Saved entries
######
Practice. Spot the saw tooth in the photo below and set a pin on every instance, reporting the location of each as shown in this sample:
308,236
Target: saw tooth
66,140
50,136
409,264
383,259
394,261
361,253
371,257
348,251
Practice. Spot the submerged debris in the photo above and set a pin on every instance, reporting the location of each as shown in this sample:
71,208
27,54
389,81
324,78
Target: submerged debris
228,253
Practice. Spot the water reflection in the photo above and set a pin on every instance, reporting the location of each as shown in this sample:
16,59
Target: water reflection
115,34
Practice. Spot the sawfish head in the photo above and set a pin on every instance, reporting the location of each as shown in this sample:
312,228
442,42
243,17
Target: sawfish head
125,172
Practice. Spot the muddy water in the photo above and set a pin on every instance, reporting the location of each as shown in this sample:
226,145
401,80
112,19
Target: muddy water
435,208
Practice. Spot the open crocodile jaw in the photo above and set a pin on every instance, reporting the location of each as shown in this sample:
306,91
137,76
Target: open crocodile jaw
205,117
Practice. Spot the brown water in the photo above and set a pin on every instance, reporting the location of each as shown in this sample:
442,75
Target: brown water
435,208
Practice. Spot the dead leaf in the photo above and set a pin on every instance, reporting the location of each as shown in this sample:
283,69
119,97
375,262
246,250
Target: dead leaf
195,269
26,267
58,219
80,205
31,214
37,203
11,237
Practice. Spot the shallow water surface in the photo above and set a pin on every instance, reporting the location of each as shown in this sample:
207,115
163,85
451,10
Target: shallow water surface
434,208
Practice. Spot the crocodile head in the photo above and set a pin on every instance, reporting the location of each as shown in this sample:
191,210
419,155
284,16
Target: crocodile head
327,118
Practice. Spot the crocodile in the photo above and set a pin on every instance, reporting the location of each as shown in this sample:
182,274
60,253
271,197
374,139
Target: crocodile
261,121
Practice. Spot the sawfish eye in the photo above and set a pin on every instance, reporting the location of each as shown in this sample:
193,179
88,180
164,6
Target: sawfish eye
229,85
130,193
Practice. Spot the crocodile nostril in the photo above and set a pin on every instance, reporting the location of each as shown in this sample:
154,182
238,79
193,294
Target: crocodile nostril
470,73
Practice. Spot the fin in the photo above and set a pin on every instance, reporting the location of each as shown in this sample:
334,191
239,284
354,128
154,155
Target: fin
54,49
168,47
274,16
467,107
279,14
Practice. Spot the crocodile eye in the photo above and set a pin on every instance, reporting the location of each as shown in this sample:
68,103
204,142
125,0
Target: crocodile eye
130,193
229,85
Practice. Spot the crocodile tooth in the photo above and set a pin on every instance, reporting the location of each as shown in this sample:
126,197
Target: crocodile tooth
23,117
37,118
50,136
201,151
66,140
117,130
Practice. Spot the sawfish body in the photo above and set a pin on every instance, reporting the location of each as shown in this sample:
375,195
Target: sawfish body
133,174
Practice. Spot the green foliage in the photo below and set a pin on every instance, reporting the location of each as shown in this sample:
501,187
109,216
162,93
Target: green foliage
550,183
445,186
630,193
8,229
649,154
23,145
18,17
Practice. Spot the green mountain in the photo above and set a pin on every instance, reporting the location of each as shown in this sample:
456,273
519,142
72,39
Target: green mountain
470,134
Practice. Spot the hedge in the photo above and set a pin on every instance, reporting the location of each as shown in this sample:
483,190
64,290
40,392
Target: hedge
######
Pull out every row above and reproduce each one verbatim, in the original order.

* [OUTPUT OF THE TASK]:
Practice. Spot the saw tooth in the photo below and set a pin on every instance, reporting the location of each as shown in this sample:
308,236
Target: saw tooth
66,140
50,136
409,264
383,259
394,261
361,253
371,257
348,251
Practice. Spot the submerged debris in the photo above and set a pin on every instance, reporting the location of each as shown in this sample:
71,208
27,54
389,81
324,78
Target: submerged debris
228,253
Practice. Spot the water reflection in the photo above and set a pin on every instance, reporting the location of each as shown in this sample:
16,59
Target: water reflection
115,34
Practice. Spot the sawfish head in the photo above and set a pin on every instance, reporting the location of each as shown in this sample:
312,228
442,42
243,17
Target: sawfish head
125,172
Practice. Spot the muddy water in the photo above and set a pin on every instance, reporting the location of each as shown in this sample:
226,145
401,80
112,19
Target: muddy water
435,208
Practice. Spot the open crocodile jaw in the photo above and set a pin on every instance, reporting the location of each as shown in this sample:
306,91
137,76
Target: open crocodile jaw
205,117
Practice. Spot the brown water in the photo above and set a pin on every instance, reporting the location of each as shown in this sample:
442,75
Target: brown water
435,208
Practice. Spot the dead leaf in the photo above and set a pin on every instance, reporting the location of each as shown in this sample:
283,69
119,97
375,262
246,250
Target: dead leaf
195,269
26,267
58,219
80,205
31,214
37,203
11,237
Practice. Spot the shallow water surface in the photo above and set a pin on every instance, reporting the location of each as shown in this sample:
207,115
163,85
451,10
Target: shallow water surface
434,208
Practice. Spot the crocodile head in the photo above and set a pin on every instance, reporting the location of each as shown in this sample:
191,210
419,155
284,16
Target: crocodile head
327,118
Practice. Spot the crocodile in the photo above and set a pin on every instance, reporting the location of each as shown in this sample:
182,274
60,253
271,197
374,139
Target: crocodile
261,121
Practice. Spot the sawfish eye in the photo above and set a pin on every instance, reporting the location of each as shown in this sample:
193,179
88,180
164,6
Target: sawfish eye
229,85
130,193
Practice. Spot the crocodile nostril in the photo above and set a pin on every instance, reporting the location of each as shown in this sample:
154,182
238,79
193,294
Target: crocodile nostril
470,73
Practice. Spot the fin in the photo above and set a pin on every instance, reporting the location of each as shown in this sample:
334,191
239,284
354,128
154,155
Target: fin
54,49
168,47
274,16
467,107
279,14
Practice. Spot the crocodile eye in the photo above and set a pin on every instance, reporting the location of each as shown in this sample:
68,103
204,142
125,0
Target: crocodile eye
130,193
229,85
Practice. Spot the crocodile tooth in the photo above and set a pin on every instance, reporting the location of each as shown in this sample:
126,197
Target: crocodile tooth
23,117
37,118
50,136
201,151
66,140
117,130
Practice. Spot the sawfish body in the photo above and set a pin on every instance, reporting the location of each as shown in this sample:
375,195
Target: sawfish body
133,174
Practice. Spot the green foliage in the photo below and set a pin on every instance, reporting the location of each as shown in this sample:
501,187
109,216
162,93
Target: green foliage
550,183
445,186
630,193
8,229
649,154
23,145
18,17
Practice. Spot the green mountain in the photo above and set a pin on every instance, reporting the location of each as shown in this sample:
456,273
519,142
72,39
Target: green mountain
470,134
Practice. Spot the hedge in the photo above and set a pin on every instance, reporting the location of each as shown in this sample:
483,190
64,290
40,392
Target: hedge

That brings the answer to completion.